EXERCISE DIRECTIONS:
Transcription should be exact. Include all entries.

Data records
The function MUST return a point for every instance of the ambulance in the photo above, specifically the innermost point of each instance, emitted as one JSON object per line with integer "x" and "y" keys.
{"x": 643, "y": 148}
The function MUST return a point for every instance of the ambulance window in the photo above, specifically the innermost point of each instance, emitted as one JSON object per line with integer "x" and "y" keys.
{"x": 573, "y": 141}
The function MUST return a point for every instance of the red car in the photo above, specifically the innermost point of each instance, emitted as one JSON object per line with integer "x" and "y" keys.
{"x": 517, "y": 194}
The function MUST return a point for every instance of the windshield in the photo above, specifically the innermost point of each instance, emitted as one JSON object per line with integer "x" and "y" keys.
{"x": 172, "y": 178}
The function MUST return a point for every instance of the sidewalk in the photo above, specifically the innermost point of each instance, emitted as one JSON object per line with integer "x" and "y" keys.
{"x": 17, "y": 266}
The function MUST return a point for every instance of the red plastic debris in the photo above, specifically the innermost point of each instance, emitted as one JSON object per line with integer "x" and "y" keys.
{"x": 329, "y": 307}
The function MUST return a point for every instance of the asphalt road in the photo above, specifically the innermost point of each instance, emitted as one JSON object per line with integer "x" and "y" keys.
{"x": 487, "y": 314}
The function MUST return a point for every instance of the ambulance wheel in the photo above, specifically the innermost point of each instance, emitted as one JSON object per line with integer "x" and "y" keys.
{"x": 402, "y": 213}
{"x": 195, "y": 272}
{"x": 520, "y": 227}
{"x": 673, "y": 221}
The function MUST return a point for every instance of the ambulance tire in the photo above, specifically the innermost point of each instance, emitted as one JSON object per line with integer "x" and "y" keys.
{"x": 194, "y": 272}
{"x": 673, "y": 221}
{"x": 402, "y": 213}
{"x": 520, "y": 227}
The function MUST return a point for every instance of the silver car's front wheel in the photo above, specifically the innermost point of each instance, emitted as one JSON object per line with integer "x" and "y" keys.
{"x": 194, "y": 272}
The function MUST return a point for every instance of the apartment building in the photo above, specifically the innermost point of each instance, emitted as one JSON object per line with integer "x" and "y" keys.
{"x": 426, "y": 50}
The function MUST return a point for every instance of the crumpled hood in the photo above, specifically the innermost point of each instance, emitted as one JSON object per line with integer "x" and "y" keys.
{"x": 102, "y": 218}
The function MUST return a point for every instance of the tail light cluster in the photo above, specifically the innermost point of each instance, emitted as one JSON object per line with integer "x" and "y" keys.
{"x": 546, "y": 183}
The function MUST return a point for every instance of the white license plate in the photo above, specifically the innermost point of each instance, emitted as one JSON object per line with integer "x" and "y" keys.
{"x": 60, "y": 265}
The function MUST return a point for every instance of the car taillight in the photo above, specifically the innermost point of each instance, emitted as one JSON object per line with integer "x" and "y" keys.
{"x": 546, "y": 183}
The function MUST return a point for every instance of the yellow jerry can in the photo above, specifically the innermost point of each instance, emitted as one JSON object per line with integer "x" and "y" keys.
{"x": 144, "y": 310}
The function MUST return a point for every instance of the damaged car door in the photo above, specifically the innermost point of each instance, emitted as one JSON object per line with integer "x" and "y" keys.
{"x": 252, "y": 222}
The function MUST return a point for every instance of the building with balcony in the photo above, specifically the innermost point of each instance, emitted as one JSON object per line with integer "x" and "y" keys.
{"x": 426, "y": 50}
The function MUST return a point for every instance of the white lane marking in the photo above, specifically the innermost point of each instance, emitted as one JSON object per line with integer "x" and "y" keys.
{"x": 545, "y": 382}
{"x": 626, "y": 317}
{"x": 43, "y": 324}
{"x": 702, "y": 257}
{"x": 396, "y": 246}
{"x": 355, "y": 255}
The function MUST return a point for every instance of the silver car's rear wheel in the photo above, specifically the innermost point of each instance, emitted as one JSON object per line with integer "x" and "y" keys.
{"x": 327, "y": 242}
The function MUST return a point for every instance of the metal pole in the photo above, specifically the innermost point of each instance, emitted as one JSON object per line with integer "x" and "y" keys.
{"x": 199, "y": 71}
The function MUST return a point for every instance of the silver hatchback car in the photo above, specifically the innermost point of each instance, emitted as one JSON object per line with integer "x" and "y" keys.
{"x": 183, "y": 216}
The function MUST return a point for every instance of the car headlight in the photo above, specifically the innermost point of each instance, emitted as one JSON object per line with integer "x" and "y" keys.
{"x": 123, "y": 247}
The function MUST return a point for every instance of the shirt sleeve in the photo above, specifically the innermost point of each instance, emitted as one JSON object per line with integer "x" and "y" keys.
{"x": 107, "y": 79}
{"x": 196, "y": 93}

RESULT OF THIS EXERCISE:
The function MUST return a point for every instance of the ambulance in the photo above, specifically the innermost point of each instance, emitted as one JSON object per line with integer "x" and "y" keys.
{"x": 643, "y": 148}
The function MUST return a point for every instance of the ambulance window in the photo above, specifically the innermost point of each instance, emitted as one JSON object per line with integer "x" and "y" keys.
{"x": 573, "y": 141}
The function MUST return a point for every instance of the red car in the photo above, specifically the innermost point of each instance, emitted as one JSON object per line with integer "x" and "y" keys.
{"x": 517, "y": 194}
The function MUST return a point for every instance of the windshield in the photo above, specifically the innermost point of each instance, emitted as one JSON object per line with integer "x" and "y" keys.
{"x": 172, "y": 178}
The function MUST return a point for every instance of the sidewalk in the photo above, specifically the innermost point of each instance, emitted as one JSON object per line with integer "x" and "y" keys.
{"x": 17, "y": 266}
The function MUST return a point for every instance of the red plastic debris in the photo above, specifically the innermost point of each instance, emitted as one JSON object per line with integer "x" and "y" keys.
{"x": 329, "y": 307}
The function MUST return a point for every instance of the asphalt road in the photo above, specifically the innermost point of each instance, emitted as one JSON object per line with integer "x" and "y" keys.
{"x": 487, "y": 314}
The function MUST return a point for every instance of the ambulance wheel in the photo above, specifically the innermost point of each instance, emitted as one JSON object per line with integer "x" and "y" keys.
{"x": 402, "y": 213}
{"x": 195, "y": 272}
{"x": 520, "y": 227}
{"x": 673, "y": 221}
The function MUST return a point for every instance of the ambulance tire in the photo above, specifically the innermost point of each instance, emitted as one JSON object per line with integer "x" and "y" keys.
{"x": 194, "y": 272}
{"x": 673, "y": 221}
{"x": 402, "y": 213}
{"x": 520, "y": 227}
The function MUST return a point for every instance of the silver car's front wheel in the photo above, specifically the innermost point of each instance, emitted as one JSON object per line with integer "x" and "y" keys.
{"x": 194, "y": 272}
The function MUST return a point for every instance of the apartment building in the photo above, specifically the innermost point of each instance, emitted as one JSON object per line with integer "x" and "y" keys.
{"x": 426, "y": 50}
The function MUST return a point for every instance of the crumpled hood in the photo above, specifically the innermost point of each instance, emitted as one JSON object per line with integer "x" and "y" keys.
{"x": 102, "y": 218}
The function MUST return a point for every instance of the tail light cluster in the photo above, specifically the innermost point of each instance, emitted as one JSON object per line with integer "x" and "y" keys.
{"x": 546, "y": 183}
The function MUST return a point for every instance of the white license plate in the photo above, specifically the innermost point of each instance, emitted as one JSON object per line with integer "x" and "y" keys.
{"x": 60, "y": 265}
The function MUST return a point for every instance of the car taillight in the photo above, specifically the innermost point of each instance, emitted as one JSON object per line with integer "x" and "y" keys.
{"x": 546, "y": 183}
The function MUST return a point for every instance of the yellow jerry can in the photo above, specifically the innermost point of each instance, emitted as one JSON object per line with integer "x" and "y" keys.
{"x": 144, "y": 310}
The function MUST return a point for every instance of the damaged car door in the photo above, specifically the innermost point of each instance, emitted as one JSON object per line with integer "x" and "y" keys.
{"x": 252, "y": 222}
The function MUST return a point for every instance of the building with balcony in the photo above, specifically the innermost point of each instance, emitted as one JSON object per line with integer "x" and "y" keys.
{"x": 426, "y": 50}
The function MUST return a point for every instance of the white lane marking in the photo above, specifically the innermost point of each instance, emitted as one JSON object per line with integer "x" and "y" keys.
{"x": 545, "y": 382}
{"x": 626, "y": 317}
{"x": 43, "y": 324}
{"x": 702, "y": 257}
{"x": 396, "y": 246}
{"x": 355, "y": 255}
The function MUST return a point for every instance of the silver car's rear wheel in the photo above, specifically the innermost point of each instance, emitted as one JSON object per line with integer "x" and "y" keys.
{"x": 327, "y": 242}
The function MUST return a point for every instance of the metal pole in the photo above, specifically the innermost point of each instance, emitted as one JSON object per line with integer "x" and "y" keys.
{"x": 199, "y": 71}
The function MUST return a point for every instance of the silver hatchback car in the photo above, specifically the innermost point of each instance, emitted as one JSON object per line with integer "x" and "y" keys.
{"x": 183, "y": 216}
The function MUST return a point for every instance of the car headlight in the photo above, specifically the innermost point of each instance, emitted as one JSON object per line with integer "x" and "y" keys.
{"x": 123, "y": 247}
The function MUST return a point for every instance of the shirt sleeve in the photo above, specifically the innermost point of each instance, emitted as one JSON object per line with integer "x" and "y" keys.
{"x": 107, "y": 79}
{"x": 196, "y": 93}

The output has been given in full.